Tasks:
1. Condense the paragraph of the book notes below that begins "Forget the Disney adaptation" into a few short sentences, keeping its main facts.
2. Carry on the book notes on Fellini-like novels below, starting after their final sentence.

— START OF Passage to read —

The Master and Margarita - Mikhail Bulgakov
Bulgakov's wicked sense of political humor, twisted and yet ultimately quite evocative and devout Christianity, and self-reflexive explorations of what it means to be a man and a writer make him something of a more tortured and distinctly Russian Fellini of literature. Both were masters of playfulness deployed in the service of political and social critique, whether sly or brutal, and both obsessed over the grotesque. In The Master and Margarita, Professor Woland arrives in Moscow with his cronies, including a vodka-swilling, pistol-waving black cat and an angel of death, to put on a magic show and recruit a lovely young witch to host Satan's Grand Ball. The witch in question is Margarita, the grieving lover of a politically dissident novelist, the Master, whose novel about Pontius Pilate landed him in an insane asylum. This is a superlatively great book.

The Adventures of Pinocchio - Carlo Collodi 
Forget the Disney adaptation: The Adventures of Pinocchio is bizarre, creepy, riotously illogical, and nearly as terrifying as Struwwelpeter. In a sinuously plotted story that defies cause and effect and whose morality is both Manichean and constantly slipping sideways, Pinocchio isn't an innocent learning right and wrong; he's a nasty, stealing, selfish, unpleasant little brat who is not only the cause of his mother's death, but dies himself multiple times in gruesome ways, including being hanged. Despite the darkness and horror, Collodi's book has a robust, and distinctly Florentine, sense of humor. Add in its fascination with traveling performers, circuses, freaks, and overeating, and one must imagine this was one of Fellini's favorite books. 

One Hundred Years of Solitude - Gabriel García Márquez
A surreal recreation of family history threads through both the writing of García Márquez and Fellini's films, most obviously in Amarcord. One Hundred Years of Solitude is very specifically local, even as it has become the most famous and critically well-regarded work of Colombian literature, its sprawling story of the Buendía family, founders of Macondo, an attempted jungle utopia, metamorphosing into a reflected national history. Fatalistic and dream-like, sparkling with gems of wit and astonishing beauty, this book enchants and mesmerizes, even as it embraces a rather pessimistic view of humanity's inherent flaws.

— END OF Passage to read —
— START OF Supplied material —

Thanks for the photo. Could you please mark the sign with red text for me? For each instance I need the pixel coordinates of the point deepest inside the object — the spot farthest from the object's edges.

— END OF Supplied material —

Answers to the exercises:
1. Unlike the Disney version, Collodi's The Adventures of Pinocchio is bizarre, creepy, illogical, and nearly as terrifying as Struwwelpeter. Its plot defies cause and effect, and its morality is Manichean yet keeps shifting. Pinocchio is a nasty, thieving, selfish brat who causes his mother's death and dies several times in gruesome ways, including by hanging. The book still has a robust, distinctly Florentine humor. With its interest in traveling performers, circuses, freaks, and overeating, it was presumably one of Fellini's favorite books.

2.
The Leopard - Giuseppe Tomasi di Lampedusa
This impressionistic and at times almost hallucinogenic novel recounts the unification of Italy, distilled through the morbid and resigned reflections of the aristocratic Prince of Salina, the aging, leonine patriarch of a decadent family, moldering away in a crumbling palace. The Prince, confronted with revolution and class upheaval, sees the monumental changes with which his nephew is so enamored, as he is of the gorgeous but bourgeois Angelica, with a gimlet-eye. The novel's world-weary conclusion that everything must change, so that everything can stay the same, is compounded by the hothouse effect of Lampedusa's descriptive powers; long after reading the book, one will be able to smell the rotting corpse of a soldier in a blooming garden. Luchino Visconti's epic film adaptation is brilliant, with its painterly compositions, but doesn't quite capture the moribund magic of the novel.

Doctor Faustus - Thomas Mann
Leaping into the interstices between reality and madness, labor and creativity, Mann adapts the legend of Faust in this deeply intellectual saga of a composer's quest for musical greatness. Adrian Leverkühn's simultaneous striving for a new music beyond any music yet composed and descent into corruption, madness, and cruelty is mirrored in the cultural and political history of Germany, the philosophical decadence of Nietzsche's Superman and bewitchment with death and the shrieking nationalism of the Nazi Party. Mann's resistance to delineating what is 'reality' and what is the product of Adrian's syphilitic imaginings echoes Fellini's openness to the surreal, strange, and magically true.

Ada, or Ardor - Vladimir Nabokov
This, my favorite of Nabokov's novels, is written as the unfinished, heavily annotated memoirs of Van Veen, a famous psychologist whose lifelong love affair with his sister, Ada, obsesses him in his old age. Set in an alternate Earth, called Demonia or Antiterra, the novel's world fuses together diverse aspects of the 19th and 20th centuries, an uncanny blend of the familiar, the historical, and the purely fictive. Ada, or Ardor could thus be classified as science fiction, but it reaches far beyond one genre, encompassing erotica, family saga, scholarly treatise, poetry, and suicide note, and its devilish linguistic complexity requires a cursory knowledge of Russian and French. The novel is cosmopolitan, campy, lurid, ethereal, punning, and as literarily incestuous as its characters. Pair it with 8 1/2 for a potent head-trip, LSD not needed.

Midnight's Children - Salman Rushdie
Salman Rushdie's magical realist history of India's independence owes as much to Bollywood films as it does to postcolonial theory. Saleem Sinai is one of the blessed, or perhaps cursed, children born in the first hour of India's existence as an independent republic, each endowed with a magical gift. Saleem has a powerful sense of smell and the telepathic ability to bring all of these children together to plot and plan, but his nemesis Shiva seems determined to destroy the bond they all share. Rushdie has a bouncy sense of fun, even as he sends Saleem out into repression, poverty, and war in India and Pakistan. Like Fellini, he refuses to take his country's history too seriously, while making an impassioned and pained gesture of love for that country, its culture and its values.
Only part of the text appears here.